_Excerpted records_
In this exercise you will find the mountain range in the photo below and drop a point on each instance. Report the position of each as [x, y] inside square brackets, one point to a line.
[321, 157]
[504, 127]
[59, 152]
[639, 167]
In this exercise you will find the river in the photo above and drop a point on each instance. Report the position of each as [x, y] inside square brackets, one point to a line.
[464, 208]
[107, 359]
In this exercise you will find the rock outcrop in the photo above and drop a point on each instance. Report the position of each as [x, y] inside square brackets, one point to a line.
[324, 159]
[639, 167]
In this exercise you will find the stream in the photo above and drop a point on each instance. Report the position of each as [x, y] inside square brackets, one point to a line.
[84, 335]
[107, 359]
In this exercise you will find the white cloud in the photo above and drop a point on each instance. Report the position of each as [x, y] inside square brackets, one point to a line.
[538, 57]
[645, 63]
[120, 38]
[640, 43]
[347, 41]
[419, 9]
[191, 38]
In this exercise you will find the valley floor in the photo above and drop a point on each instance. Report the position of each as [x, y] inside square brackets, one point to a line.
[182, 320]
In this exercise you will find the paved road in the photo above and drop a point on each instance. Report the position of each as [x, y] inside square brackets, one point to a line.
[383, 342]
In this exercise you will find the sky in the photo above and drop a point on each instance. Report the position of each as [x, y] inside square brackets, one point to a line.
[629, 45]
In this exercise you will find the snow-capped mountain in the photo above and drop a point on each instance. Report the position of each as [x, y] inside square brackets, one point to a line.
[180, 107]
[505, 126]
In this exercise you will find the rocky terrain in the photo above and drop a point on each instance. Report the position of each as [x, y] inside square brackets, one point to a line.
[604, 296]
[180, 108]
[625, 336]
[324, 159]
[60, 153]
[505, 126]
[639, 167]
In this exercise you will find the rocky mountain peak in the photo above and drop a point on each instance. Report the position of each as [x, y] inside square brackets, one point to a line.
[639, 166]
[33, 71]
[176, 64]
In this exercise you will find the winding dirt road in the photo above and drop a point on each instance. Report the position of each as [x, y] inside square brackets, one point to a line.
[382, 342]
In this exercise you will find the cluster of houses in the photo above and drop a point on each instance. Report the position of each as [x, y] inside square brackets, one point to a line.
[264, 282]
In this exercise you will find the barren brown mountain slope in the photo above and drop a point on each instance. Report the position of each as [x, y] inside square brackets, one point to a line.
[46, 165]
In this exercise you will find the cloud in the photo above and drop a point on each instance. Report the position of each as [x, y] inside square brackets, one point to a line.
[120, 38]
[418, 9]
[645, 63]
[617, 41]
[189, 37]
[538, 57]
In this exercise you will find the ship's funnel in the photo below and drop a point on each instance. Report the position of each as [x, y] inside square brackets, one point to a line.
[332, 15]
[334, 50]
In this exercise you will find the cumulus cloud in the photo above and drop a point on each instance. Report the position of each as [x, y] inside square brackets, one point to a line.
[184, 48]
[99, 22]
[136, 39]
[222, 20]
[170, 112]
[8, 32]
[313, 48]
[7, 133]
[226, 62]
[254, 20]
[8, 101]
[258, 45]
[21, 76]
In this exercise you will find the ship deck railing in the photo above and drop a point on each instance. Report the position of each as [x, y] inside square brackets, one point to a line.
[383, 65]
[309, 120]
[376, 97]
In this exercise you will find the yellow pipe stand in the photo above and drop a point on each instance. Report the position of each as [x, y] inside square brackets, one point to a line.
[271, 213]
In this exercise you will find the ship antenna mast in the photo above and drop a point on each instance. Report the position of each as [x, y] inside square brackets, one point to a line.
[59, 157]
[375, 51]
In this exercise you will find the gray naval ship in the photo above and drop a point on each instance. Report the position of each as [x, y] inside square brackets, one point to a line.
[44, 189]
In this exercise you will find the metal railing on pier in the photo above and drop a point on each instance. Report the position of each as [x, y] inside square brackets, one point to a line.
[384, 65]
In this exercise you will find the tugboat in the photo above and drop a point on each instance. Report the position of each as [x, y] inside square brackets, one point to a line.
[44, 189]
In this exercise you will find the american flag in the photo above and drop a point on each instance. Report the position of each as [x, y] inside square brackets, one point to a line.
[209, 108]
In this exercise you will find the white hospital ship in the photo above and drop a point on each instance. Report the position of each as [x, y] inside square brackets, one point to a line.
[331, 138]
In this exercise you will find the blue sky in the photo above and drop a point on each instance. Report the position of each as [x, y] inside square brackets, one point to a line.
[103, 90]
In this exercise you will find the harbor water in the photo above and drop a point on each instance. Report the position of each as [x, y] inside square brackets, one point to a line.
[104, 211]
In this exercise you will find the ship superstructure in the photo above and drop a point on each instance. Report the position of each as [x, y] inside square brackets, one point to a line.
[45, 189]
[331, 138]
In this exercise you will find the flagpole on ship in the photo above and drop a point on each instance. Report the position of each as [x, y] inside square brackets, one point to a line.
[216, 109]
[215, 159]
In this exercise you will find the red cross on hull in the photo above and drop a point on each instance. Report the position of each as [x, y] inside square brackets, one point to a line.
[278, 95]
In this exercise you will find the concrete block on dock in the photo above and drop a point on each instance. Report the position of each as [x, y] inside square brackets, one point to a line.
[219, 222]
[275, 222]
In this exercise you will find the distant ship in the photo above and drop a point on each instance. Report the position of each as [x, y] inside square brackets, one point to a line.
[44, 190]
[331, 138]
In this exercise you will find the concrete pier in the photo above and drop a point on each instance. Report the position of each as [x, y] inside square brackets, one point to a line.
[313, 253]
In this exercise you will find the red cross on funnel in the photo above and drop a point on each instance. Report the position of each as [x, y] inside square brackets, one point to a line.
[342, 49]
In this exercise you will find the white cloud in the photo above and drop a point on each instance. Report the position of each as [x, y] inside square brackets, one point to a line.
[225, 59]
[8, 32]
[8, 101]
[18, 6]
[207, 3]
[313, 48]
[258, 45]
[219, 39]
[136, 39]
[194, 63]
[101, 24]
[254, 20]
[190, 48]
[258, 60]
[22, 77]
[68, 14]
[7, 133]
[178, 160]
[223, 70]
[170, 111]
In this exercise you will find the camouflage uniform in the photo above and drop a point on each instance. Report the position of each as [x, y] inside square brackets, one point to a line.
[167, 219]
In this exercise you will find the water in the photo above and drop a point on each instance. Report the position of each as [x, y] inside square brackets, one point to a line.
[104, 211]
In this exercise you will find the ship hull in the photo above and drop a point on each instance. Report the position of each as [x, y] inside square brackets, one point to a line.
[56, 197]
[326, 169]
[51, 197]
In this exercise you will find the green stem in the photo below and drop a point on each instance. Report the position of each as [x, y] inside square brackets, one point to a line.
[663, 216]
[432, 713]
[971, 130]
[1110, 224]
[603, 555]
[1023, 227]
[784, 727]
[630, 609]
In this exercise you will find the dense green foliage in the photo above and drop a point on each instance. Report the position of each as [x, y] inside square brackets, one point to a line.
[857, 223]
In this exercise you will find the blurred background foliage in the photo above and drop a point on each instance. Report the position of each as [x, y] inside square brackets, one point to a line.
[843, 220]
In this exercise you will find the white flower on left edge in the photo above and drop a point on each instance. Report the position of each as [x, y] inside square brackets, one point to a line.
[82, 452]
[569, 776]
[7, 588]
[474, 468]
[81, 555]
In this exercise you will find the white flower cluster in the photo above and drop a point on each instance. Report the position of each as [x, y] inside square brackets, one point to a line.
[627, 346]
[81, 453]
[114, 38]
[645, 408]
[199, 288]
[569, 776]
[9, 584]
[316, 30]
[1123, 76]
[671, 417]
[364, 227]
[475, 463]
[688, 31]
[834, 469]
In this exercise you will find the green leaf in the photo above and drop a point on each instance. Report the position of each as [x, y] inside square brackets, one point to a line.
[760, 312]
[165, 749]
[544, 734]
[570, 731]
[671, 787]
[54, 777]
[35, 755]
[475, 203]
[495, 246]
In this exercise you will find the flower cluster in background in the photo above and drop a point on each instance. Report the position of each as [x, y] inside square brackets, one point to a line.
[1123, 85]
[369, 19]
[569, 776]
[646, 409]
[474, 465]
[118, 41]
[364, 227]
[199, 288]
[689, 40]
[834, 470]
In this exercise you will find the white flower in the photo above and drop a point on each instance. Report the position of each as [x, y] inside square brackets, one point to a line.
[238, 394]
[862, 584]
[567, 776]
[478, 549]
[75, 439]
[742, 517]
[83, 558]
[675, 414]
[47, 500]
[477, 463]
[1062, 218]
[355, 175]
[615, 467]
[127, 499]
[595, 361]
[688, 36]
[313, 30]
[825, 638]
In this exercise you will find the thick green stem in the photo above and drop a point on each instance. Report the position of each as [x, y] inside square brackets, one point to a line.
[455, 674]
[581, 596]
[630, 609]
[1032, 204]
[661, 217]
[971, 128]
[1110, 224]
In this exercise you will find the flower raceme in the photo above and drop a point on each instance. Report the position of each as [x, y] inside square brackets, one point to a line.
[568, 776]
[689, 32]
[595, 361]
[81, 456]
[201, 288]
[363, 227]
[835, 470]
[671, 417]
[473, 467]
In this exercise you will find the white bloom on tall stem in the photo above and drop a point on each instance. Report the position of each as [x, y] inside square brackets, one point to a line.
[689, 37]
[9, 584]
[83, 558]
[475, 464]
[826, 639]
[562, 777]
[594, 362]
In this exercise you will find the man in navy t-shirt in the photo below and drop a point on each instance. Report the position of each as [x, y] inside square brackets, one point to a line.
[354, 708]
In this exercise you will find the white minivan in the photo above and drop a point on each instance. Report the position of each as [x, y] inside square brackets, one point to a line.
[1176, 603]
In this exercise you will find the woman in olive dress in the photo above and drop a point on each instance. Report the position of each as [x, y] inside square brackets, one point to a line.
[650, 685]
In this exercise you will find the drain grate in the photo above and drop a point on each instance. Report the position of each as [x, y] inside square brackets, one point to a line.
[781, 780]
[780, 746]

_To be done_
Locate the line with "In this exercise you will find the white bloom" in the entries above; extract it and every line after it, verbatim.

_Exercise result_
In this exercise you will find the white bloom on tall stem in the photo above and drop a point on each instance. Report the position of each as [x, y] inside square brackets, one point to a line.
[689, 37]
[9, 584]
[83, 558]
[475, 464]
[826, 639]
[562, 777]
[594, 362]
In this exercise you will find the man in navy t-shirt in the photo below and drop a point on each instance. Report the position of each as [x, y] inside square brackets, one point to a line.
[354, 708]
In this exercise you will find the white minivan in the photo above and drop a point on each instance. Report the position of each as [x, y] inside square brackets, one point to a line.
[1176, 603]
In this exercise you will find the woman in olive dress in the photo above and drop a point on each instance. Report the position of each as [x, y] inside square brackets, one point to a line.
[650, 685]
In this exercise you will find the drain grate in the photo above and drop a point on each instance. Report the position of each as [x, y] inside square brackets, one point to a line.
[781, 780]
[780, 746]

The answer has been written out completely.